§ 資料本文
--
監督は、フェリーニ、ヴィスコンティなどの豊かなイタリア映画史の遺伝子を確かに受け継ぎながら、
革新的な作品を発表し続けているアリーチェ・ロルヴァケル。カンヌ国際映画祭において『夏をゆく人々』(15)でグランプリ、
『幸福なラザロ』(19)では脚本賞を受賞。マーティン・スコセッシ、ポン・ジュノ、ソフィア・コッポラ、グレタ・ガーウィグ、
ギレルモ・デル・トロ、アルフォンソ・キュアロン、ケリー・ライカートらがファンを公言したり、製作のバックアップに名乗りをあげるなど、
世界中の映画人がその唯一無二の才能に惚れこんでいる。
スコセッシ、ポン・ジュノ、グレタ・ガーウィグら
世界中の映画人が惚れ込んだ
アリーチェ・ロルヴァケル監督(『幸福なラザロ』)最新作
ギリシャ神話の悲劇のラブストーリーをモチーフにした
《幻想》を追い求める墓泥棒たちの数奇な物語
80年代、イタリア・トスカーナ地方の田舎町。忘れられない恋人の影を追う、考古学愛好家のアーサー。
彼は紀元前に繁栄した古代エトルリア人の墓をなぜか発見できる特殊能力を持っている。
墓泥棒の仲間たちと掘り出した埋葬品を売りさばいては日銭を稼ぐ日々。
ある日、稀少な価値を持つ美しい女神像を発見したことで、闇のアート市場をも巻き込んだ騒動に発展していく…。
夢、富、忘れられない愛する人――これは人の果てなき探求を描く物語。最愛の人の影を追うアーサーの姿は、亡くなった妻を生き返らせるために
冥界に赴いたギリシャ神話「オルフェウスとエウリュディケ」の悲劇のラブストーリーを想起させる。
--
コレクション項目
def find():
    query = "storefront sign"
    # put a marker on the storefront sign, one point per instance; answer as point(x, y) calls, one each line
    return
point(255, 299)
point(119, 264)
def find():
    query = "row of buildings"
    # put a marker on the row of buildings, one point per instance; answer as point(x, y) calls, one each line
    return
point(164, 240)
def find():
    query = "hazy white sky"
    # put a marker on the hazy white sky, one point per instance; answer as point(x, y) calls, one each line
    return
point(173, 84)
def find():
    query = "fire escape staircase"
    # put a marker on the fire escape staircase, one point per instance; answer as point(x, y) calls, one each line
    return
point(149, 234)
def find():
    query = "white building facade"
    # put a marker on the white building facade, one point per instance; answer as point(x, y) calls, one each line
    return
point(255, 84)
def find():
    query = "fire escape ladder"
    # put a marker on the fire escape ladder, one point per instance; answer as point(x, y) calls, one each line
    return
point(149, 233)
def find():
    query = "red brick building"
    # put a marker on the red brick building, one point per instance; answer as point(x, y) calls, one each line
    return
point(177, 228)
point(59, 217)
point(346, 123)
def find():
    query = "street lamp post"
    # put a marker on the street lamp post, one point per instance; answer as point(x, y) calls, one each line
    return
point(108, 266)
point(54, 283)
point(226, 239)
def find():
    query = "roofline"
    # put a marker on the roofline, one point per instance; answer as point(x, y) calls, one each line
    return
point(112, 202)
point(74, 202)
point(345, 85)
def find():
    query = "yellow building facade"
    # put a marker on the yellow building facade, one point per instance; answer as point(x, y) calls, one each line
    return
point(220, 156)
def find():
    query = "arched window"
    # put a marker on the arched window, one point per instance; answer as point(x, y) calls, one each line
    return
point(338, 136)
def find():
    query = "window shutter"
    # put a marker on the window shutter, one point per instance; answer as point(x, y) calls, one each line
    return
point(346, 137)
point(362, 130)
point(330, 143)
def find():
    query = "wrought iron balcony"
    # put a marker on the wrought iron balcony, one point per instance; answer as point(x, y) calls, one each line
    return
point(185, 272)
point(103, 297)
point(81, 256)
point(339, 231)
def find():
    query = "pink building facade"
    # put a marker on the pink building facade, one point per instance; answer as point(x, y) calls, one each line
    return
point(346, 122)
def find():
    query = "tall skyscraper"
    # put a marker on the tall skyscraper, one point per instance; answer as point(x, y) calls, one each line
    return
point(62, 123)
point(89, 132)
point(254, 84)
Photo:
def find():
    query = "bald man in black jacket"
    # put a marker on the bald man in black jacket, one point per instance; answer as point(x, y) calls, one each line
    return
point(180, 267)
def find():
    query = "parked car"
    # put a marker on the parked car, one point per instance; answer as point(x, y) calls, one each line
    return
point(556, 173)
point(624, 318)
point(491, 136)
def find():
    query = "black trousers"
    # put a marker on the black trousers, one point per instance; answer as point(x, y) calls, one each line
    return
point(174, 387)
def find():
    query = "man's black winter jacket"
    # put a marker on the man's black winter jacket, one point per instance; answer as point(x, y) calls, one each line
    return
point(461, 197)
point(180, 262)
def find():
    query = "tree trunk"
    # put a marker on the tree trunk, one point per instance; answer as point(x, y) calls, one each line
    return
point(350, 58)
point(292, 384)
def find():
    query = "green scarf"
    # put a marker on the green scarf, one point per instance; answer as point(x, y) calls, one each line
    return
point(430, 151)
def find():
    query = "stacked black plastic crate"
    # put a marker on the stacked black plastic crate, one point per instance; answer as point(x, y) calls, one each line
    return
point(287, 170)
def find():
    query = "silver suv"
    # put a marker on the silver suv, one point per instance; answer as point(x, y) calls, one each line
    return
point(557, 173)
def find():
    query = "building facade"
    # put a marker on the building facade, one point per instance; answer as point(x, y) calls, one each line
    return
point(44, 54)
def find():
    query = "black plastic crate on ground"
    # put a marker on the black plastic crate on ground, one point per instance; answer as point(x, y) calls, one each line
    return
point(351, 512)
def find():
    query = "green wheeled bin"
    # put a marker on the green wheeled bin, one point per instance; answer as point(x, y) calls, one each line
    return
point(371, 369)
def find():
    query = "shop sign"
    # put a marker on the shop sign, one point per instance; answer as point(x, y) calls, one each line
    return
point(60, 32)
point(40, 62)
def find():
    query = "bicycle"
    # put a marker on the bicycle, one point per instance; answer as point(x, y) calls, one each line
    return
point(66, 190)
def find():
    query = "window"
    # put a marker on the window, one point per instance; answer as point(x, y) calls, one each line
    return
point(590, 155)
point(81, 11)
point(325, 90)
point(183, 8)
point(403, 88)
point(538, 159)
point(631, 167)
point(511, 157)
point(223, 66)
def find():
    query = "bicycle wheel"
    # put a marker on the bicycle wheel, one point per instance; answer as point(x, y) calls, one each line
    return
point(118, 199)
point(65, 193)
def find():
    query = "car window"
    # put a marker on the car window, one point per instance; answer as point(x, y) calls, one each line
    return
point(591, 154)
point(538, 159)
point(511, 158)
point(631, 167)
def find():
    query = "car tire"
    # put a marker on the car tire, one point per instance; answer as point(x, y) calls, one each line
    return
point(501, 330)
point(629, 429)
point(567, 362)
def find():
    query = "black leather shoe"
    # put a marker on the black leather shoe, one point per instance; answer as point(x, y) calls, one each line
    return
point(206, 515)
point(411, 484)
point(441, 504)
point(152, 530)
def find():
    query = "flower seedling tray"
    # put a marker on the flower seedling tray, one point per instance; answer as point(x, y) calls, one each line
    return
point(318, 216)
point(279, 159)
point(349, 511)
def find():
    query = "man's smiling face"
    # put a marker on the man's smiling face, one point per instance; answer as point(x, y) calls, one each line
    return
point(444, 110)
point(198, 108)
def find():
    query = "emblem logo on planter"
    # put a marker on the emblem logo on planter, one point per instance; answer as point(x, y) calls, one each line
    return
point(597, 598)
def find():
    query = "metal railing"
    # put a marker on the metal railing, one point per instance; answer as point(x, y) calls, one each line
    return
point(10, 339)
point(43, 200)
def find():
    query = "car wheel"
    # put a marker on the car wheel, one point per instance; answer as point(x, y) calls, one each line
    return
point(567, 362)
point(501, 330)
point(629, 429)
--
§ 課題一覧
1. 本文によると、考古学愛好家のアーサーはどのような特殊能力を持っていますか。
2. 本文のうち、「監督は、フェリーニ、ヴィスコ」を含む箇所から書き始め、「彼は紀元前に繁栄した古代エトルリア人の墓をなぜか発見できる特殊能力を持っている。」で終わるまでを一字一句そのまま再掲してください。

§ 課題別解答
1. 紀元前に繁栄した古代エトルリア人の墓を、なぜか発見できる能力です。

2.
監督は、フェリーニ、ヴィスコンティなどの豊かなイタリア映画史の遺伝子を確かに受け継ぎながら、
革新的な作品を発表し続けているアリーチェ・ロルヴァケル。カンヌ国際映画祭において『夏をゆく人々』(15)でグランプリ、
『幸福なラザロ』(19)では脚本賞を受賞。マーティン・スコセッシ、ポン・ジュノ、ソフィア・コッポラ、グレタ・ガーウィグ、
ギレルモ・デル・トロ、アルフォンソ・キュアロン、ケリー・ライカートらがファンを公言したり、製作のバックアップに名乗りをあげるなど、
世界中の映画人がその唯一無二の才能に惚れこんでいる。
スコセッシ、ポン・ジュノ、グレタ・ガーウィグら
世界中の映画人が惚れ込んだ
アリーチェ・ロルヴァケル監督(『幸福なラザロ』)最新作
ギリシャ神話の悲劇のラブストーリーをモチーフにした
《幻想》を追い求める墓泥棒たちの数奇な物語
80年代、イタリア・トスカーナ地方の田舎町。忘れられない恋人の影を追う、考古学愛好家のアーサー。
彼は紀元前に繁栄した古代エトルリア人の墓をなぜか発見できる特殊能力を持っている。